* _What this task involves_: Please reproduce the passage below on fusion proteins that switch on specific T cells, word for word and in full.

* _Source extract_:
The crazy idea was to mimic what the immune system does naturally when confronted with a potential danger such as a cancer cell: activate a select group of T cells to go on the attack.
Today’s immunotherapies—checkpoint-inhibitor drugs such as Keytruda and Opdivo—can cause serious side effects because they activate all the body’s T cells, triggering an overzealous immune response that extends to healthy organs and tissues. A targeted T-cell response would ideally kill cancer cells without endangering the patient. But creating a molecule to switch on specific T cells is complicated, says Dr. Almo. “I suspect that others had the same idea but talked themselves out of it, assuming it would be too challenging to make such a molecule.”
Steven Almo, Ph.D., develops drugs to selectively turn T cells on. (Photo by Jason Torres)
Dr. Almo’s idea was to synthesize fusion proteins equipped with two pairs of arms; one pair would bind only to those T cells pertinent to a patient’s disease, while the other would tell the disease-related T cells what to do. (See illustration above.)
That strategy could potentially treat many diseases in which T cells play a role. For treating prostate cancer, for example, the fusion protein would be tailored to seek out prostate-cancer-relevant T cells and then, with its second pair of arms, stimulate those T cells to replicate and infiltrate the tumor; for an autoimmune disease such as lupus, the fusion protein’s second pair of arms would be programmed to suppress, rather than stimulate, T-cell activity that would injure the body.

* _Material provided_:
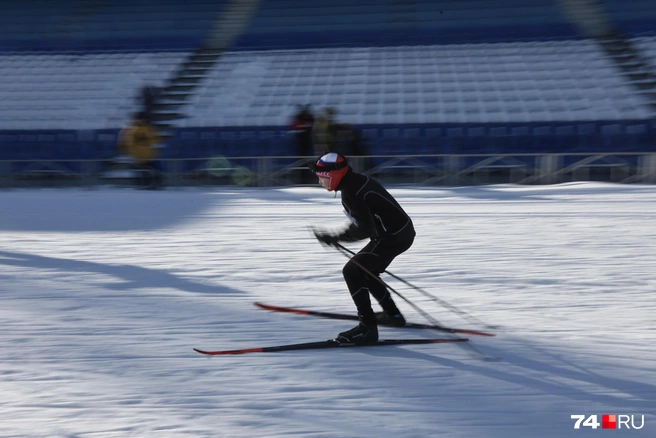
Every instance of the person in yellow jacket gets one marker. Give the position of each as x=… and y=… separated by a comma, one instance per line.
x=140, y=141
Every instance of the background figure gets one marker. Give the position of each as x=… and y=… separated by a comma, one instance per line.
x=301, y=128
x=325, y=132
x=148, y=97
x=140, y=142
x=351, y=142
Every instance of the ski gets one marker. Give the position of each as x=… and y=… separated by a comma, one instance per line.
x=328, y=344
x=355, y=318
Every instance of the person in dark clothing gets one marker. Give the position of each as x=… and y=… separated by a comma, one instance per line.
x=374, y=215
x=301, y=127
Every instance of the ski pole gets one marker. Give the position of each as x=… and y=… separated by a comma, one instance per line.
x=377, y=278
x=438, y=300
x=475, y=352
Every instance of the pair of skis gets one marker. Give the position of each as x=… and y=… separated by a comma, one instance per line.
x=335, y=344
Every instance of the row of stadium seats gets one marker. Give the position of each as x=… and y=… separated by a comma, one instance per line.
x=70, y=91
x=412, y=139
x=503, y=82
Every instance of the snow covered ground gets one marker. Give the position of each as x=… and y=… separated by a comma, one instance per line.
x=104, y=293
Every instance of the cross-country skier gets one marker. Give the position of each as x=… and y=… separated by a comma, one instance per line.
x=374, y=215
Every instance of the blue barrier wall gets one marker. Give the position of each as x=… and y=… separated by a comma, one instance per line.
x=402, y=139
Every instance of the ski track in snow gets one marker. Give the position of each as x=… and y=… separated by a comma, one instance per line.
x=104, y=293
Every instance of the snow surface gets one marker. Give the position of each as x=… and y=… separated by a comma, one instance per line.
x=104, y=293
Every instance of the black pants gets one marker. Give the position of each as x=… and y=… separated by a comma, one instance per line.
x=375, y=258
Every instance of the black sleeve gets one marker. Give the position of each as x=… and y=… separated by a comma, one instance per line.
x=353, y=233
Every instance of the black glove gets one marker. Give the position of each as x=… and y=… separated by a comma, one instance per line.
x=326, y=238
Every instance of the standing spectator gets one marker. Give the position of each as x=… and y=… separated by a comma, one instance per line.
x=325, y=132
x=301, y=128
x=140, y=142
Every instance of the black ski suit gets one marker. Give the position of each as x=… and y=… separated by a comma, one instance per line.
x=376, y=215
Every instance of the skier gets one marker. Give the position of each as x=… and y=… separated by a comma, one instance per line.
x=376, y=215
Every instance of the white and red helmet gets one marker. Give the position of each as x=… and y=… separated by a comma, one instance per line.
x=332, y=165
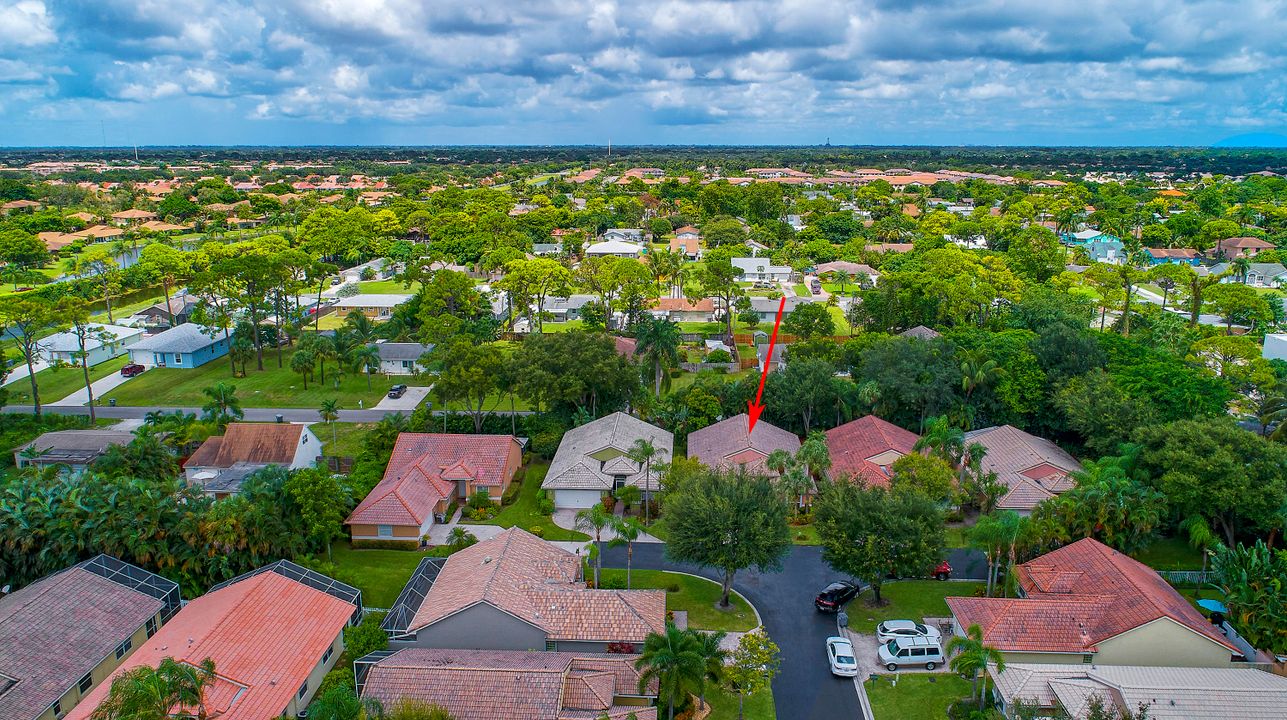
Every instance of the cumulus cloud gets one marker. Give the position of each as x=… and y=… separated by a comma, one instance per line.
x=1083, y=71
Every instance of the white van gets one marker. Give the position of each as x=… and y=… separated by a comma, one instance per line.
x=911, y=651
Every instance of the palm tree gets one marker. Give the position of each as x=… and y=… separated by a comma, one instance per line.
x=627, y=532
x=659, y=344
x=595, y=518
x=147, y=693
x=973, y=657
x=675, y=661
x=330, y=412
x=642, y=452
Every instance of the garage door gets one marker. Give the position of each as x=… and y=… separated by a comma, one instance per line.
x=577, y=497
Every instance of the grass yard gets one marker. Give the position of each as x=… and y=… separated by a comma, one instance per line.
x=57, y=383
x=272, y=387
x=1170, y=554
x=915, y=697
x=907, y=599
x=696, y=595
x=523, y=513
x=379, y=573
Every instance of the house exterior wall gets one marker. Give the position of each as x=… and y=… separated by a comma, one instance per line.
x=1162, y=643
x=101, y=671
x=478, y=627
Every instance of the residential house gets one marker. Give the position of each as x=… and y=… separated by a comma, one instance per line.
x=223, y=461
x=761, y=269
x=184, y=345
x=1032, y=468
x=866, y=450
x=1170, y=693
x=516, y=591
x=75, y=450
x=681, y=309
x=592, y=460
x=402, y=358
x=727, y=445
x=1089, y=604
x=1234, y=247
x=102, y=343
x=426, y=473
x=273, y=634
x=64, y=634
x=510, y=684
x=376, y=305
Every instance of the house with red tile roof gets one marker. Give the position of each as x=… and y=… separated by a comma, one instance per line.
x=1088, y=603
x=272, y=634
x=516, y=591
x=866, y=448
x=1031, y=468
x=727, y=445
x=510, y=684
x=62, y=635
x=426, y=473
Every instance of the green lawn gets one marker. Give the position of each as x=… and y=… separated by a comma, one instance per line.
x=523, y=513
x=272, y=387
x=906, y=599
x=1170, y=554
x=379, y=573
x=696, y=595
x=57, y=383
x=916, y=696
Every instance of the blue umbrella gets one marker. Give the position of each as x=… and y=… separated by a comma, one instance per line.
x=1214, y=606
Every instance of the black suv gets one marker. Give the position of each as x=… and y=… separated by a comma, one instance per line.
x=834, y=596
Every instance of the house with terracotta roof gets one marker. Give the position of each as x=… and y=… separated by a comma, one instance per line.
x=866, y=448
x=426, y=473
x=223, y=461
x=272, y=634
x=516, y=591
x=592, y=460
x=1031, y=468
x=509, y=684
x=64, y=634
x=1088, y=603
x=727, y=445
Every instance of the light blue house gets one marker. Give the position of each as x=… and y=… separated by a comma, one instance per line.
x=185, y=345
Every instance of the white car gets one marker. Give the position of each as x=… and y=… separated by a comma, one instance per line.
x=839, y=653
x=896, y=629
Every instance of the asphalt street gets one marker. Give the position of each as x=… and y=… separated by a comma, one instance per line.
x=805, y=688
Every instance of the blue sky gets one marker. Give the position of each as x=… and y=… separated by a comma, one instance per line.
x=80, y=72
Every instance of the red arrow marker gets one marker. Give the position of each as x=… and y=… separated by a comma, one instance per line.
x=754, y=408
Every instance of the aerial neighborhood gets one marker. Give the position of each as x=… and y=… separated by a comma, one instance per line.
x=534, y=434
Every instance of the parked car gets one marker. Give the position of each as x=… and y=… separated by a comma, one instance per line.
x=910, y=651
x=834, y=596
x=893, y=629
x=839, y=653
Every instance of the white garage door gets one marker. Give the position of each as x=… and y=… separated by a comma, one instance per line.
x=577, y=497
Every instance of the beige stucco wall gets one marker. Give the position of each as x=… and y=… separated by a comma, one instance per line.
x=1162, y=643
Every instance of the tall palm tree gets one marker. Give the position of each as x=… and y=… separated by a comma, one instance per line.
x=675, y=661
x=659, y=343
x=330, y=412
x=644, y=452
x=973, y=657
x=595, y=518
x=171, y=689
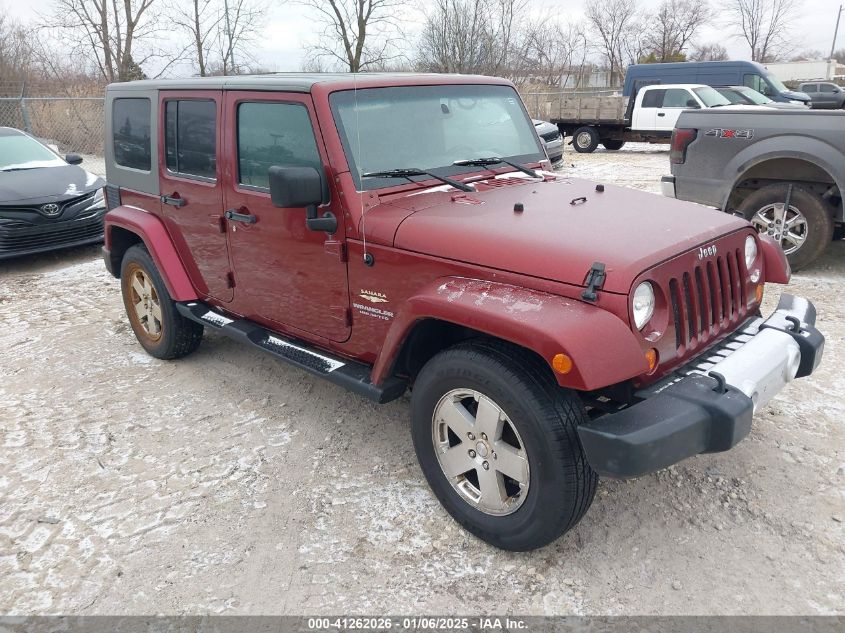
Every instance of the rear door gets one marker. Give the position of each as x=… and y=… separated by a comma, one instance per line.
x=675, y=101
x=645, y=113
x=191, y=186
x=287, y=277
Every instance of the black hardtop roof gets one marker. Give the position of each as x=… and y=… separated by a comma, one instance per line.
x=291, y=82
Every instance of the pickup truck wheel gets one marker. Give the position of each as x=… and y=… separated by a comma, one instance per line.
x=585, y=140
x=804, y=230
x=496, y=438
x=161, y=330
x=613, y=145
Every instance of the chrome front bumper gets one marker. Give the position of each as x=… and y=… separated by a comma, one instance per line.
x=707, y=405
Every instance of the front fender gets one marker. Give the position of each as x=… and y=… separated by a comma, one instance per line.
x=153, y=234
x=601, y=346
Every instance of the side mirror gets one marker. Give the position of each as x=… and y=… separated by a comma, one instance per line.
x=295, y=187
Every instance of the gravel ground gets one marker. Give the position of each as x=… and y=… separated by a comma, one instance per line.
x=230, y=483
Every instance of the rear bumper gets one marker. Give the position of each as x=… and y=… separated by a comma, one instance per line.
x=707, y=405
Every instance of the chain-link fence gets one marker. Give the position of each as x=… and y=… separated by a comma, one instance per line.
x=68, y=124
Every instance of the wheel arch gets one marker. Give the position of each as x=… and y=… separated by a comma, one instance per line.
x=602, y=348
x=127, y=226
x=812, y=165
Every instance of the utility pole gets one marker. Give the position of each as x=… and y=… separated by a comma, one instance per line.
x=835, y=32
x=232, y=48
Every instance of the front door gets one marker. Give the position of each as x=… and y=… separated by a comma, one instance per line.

* _Result for this task_:
The crazy idea was to mimic what the immune system does naturally when confronted with a potential danger such as a cancer cell: activate a select group of T cells to go on the attack.
Today’s immunotherapies—checkpoint-inhibitor drugs such as Keytruda and Opdivo—can cause serious side effects because they activate all the body’s T cells, triggering an overzealous immune response that extends to healthy organs and tissues. A targeted T-cell response would ideally kill cancer cells without endangering the patient. But creating a molecule to switch on specific T cells is complicated, says Dr. Almo. “I suspect that others had the same idea but talked themselves out of it, assuming it would be too challenging to make such a molecule.”
Steven Almo, Ph.D., develops drugs to selectively turn T cells on. (Photo by Jason Torres)
Dr. Almo’s idea was to synthesize fusion proteins equipped with two pairs of arms; one pair would bind only to those T cells pertinent to a patient’s disease, while the other would tell the disease-related T cells what to do. (See illustration above.)
That strategy could potentially treat many diseases in which T cells play a role. For treating prostate cancer, for example, the fusion protein would be tailored to seek out prostate-cancer-relevant T cells and then, with its second pair of arms, stimulate those T cells to replicate and infiltrate the tumor; for an autoimmune disease such as lupus, the fusion protein’s second pair of arms would be programmed to suppress, rather than stimulate, T-cell activity that would injure the body.